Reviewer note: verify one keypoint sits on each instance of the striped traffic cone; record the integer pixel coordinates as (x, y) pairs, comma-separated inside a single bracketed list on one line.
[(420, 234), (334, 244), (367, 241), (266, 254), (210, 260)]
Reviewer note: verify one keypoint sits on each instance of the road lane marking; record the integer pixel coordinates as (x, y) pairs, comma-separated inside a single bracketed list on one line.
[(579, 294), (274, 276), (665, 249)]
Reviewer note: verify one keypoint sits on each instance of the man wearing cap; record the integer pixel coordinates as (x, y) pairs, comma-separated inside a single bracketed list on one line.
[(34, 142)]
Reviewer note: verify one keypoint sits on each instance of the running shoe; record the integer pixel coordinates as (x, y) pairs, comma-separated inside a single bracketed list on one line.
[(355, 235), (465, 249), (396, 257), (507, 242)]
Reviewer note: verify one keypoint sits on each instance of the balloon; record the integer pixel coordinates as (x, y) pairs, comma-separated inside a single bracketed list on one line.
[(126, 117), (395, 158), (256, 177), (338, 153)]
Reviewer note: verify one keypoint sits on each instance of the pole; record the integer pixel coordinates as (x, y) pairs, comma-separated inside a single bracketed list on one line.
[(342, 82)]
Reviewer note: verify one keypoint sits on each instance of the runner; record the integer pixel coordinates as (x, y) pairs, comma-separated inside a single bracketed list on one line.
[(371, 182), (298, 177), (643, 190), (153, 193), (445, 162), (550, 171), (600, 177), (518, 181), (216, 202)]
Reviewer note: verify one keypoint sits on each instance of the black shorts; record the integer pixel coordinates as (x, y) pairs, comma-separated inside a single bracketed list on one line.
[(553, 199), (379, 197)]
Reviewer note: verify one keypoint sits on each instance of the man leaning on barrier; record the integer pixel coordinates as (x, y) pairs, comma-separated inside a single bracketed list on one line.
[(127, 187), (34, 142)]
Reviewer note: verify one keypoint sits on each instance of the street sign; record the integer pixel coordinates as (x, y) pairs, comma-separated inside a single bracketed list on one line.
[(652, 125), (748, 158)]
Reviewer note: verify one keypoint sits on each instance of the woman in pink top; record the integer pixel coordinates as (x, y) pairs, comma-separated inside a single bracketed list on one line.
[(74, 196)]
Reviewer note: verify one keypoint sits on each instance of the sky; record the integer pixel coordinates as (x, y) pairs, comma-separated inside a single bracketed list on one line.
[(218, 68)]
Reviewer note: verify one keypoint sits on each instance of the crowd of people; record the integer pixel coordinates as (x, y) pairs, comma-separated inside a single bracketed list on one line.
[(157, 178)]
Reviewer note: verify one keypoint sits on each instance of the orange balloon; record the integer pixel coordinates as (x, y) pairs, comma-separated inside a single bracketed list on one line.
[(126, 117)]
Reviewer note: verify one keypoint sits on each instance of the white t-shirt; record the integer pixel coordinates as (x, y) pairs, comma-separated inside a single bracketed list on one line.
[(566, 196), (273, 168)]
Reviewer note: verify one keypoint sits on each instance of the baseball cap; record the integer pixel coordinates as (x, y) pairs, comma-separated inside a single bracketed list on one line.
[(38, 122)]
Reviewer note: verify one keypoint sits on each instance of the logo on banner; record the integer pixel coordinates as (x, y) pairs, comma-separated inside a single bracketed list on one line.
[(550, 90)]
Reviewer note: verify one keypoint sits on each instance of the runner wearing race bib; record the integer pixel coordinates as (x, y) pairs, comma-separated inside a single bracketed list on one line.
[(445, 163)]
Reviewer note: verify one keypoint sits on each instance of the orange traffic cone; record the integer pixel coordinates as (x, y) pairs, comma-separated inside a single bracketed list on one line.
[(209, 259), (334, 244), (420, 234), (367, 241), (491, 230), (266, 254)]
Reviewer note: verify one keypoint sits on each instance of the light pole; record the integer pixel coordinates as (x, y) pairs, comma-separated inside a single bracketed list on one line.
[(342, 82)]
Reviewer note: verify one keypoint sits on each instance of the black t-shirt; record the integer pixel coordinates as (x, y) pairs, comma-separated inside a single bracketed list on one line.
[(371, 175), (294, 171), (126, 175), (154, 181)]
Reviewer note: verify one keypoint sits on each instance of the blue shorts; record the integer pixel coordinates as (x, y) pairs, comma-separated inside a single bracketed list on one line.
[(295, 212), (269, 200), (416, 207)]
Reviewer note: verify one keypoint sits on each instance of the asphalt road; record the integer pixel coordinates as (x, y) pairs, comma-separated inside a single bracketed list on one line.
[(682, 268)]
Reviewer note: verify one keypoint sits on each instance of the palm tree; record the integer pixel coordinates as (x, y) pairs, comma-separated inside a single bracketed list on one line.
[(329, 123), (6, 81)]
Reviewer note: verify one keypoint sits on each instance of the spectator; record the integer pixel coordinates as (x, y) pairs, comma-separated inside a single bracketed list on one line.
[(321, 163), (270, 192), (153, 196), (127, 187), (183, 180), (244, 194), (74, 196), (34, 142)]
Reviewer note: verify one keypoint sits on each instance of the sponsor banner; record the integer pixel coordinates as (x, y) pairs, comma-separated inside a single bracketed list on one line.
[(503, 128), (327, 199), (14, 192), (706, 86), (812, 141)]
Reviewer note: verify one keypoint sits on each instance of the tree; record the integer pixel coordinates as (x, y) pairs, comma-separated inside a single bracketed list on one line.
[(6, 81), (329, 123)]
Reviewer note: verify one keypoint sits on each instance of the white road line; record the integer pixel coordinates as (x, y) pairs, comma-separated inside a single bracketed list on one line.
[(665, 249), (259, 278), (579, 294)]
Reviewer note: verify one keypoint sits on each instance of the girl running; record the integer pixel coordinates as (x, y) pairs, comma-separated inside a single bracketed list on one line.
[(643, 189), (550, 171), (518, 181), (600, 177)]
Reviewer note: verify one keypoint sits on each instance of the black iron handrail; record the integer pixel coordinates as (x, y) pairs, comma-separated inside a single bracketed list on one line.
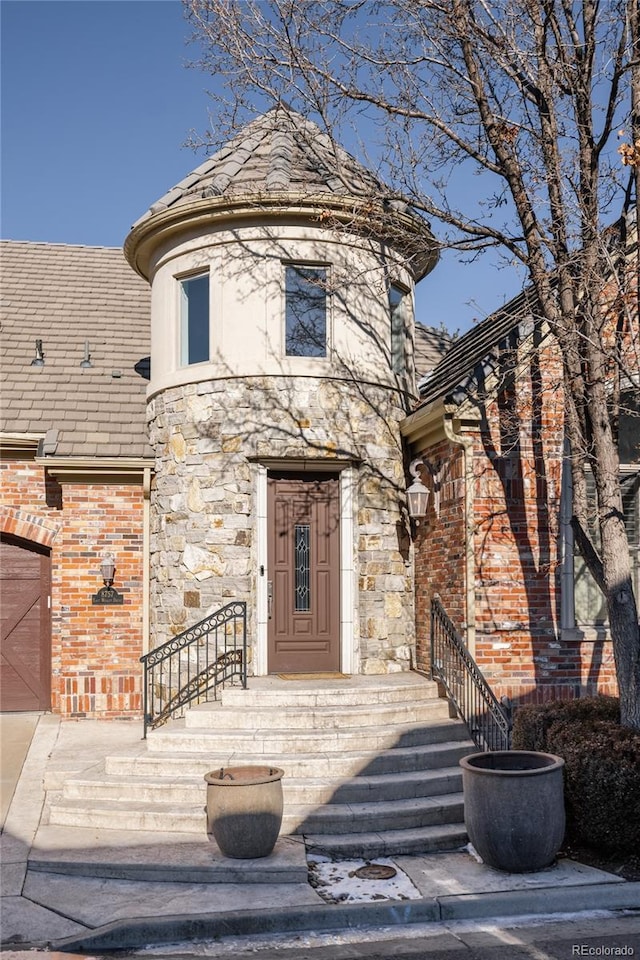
[(489, 720), (191, 667)]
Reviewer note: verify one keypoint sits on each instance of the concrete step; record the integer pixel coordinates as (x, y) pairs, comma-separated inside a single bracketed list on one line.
[(299, 818), (371, 767), (191, 789), (392, 843), (357, 691), (177, 737), (423, 757), (356, 818), (221, 717), (160, 857)]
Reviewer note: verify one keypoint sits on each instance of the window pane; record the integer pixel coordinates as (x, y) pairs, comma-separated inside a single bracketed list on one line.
[(306, 311), (397, 307), (302, 567), (195, 319)]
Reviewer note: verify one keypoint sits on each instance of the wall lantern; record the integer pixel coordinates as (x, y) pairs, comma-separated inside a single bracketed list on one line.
[(417, 493), (107, 594)]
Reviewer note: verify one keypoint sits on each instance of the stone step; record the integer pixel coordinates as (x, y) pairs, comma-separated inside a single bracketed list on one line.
[(423, 757), (260, 743), (300, 818), (391, 843), (358, 691), (221, 717), (355, 818), (191, 790), (160, 857)]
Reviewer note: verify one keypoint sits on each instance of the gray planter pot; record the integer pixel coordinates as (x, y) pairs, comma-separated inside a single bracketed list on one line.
[(244, 809), (514, 807)]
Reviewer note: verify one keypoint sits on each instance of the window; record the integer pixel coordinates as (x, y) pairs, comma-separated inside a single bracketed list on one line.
[(398, 310), (590, 606), (194, 319), (305, 311)]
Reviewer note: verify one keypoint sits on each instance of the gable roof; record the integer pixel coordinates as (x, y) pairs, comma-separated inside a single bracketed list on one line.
[(430, 346), (65, 296), (471, 357)]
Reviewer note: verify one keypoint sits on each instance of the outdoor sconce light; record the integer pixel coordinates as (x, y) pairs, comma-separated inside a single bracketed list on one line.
[(417, 494), (38, 360), (107, 594)]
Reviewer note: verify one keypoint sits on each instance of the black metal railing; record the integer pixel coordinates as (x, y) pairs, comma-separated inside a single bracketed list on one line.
[(452, 666), (191, 667)]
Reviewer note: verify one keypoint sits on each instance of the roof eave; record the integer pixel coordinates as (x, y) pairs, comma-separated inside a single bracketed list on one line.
[(398, 229)]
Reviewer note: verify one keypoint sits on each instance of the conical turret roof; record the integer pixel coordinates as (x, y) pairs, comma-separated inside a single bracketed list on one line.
[(278, 152), (282, 162)]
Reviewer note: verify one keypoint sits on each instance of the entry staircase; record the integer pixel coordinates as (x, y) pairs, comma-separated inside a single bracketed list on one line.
[(371, 766)]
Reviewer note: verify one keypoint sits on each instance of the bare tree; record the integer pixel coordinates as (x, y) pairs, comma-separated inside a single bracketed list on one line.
[(539, 102)]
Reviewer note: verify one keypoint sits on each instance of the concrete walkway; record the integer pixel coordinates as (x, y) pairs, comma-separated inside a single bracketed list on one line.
[(87, 889)]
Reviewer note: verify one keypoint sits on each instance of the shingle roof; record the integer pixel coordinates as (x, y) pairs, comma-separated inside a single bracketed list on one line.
[(278, 152), (470, 358), (64, 296), (431, 346)]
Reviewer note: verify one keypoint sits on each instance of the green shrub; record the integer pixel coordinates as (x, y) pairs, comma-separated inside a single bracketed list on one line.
[(531, 723), (602, 768)]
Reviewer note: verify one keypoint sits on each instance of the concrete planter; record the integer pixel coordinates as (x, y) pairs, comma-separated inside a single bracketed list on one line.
[(244, 809), (514, 807)]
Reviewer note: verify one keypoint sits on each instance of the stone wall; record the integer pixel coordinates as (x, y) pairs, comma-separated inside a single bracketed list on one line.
[(209, 439)]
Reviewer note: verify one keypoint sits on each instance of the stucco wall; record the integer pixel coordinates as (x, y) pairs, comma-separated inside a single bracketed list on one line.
[(247, 308)]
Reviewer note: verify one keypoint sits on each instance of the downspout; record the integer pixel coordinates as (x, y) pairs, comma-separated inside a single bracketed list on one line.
[(469, 528), (146, 553)]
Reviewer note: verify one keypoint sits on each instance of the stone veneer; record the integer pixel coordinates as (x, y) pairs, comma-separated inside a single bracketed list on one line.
[(209, 438)]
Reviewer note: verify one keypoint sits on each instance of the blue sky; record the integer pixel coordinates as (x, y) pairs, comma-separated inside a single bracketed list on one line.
[(96, 106)]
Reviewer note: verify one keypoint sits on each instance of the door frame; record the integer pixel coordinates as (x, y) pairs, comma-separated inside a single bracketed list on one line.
[(348, 610), (45, 691)]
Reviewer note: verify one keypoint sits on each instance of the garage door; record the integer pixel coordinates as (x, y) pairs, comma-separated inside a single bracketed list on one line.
[(25, 657)]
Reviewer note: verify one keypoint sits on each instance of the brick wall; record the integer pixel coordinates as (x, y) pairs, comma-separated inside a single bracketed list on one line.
[(439, 548), (517, 467), (95, 650)]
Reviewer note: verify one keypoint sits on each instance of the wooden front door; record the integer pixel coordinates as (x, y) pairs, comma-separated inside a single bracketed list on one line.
[(304, 573), (25, 638)]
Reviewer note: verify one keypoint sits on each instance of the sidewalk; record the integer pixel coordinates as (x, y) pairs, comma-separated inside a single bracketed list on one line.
[(86, 889)]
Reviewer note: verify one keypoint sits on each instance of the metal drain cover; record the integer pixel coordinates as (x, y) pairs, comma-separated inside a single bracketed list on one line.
[(375, 871)]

__________________________________________________

Work required
Edit the data from the line that has "of the door" through the line that has "[(348, 610), (45, 691)]", changing "door frame" to "window frame" and keeping every other character the same.

Solution below
Reviewer note: verify one keypoint sits on each instance of the window frame; record the integer pixel coordinates as (x, y) pairs, comma-separated inside a single bracketed list on one line.
[(348, 610), (45, 691)]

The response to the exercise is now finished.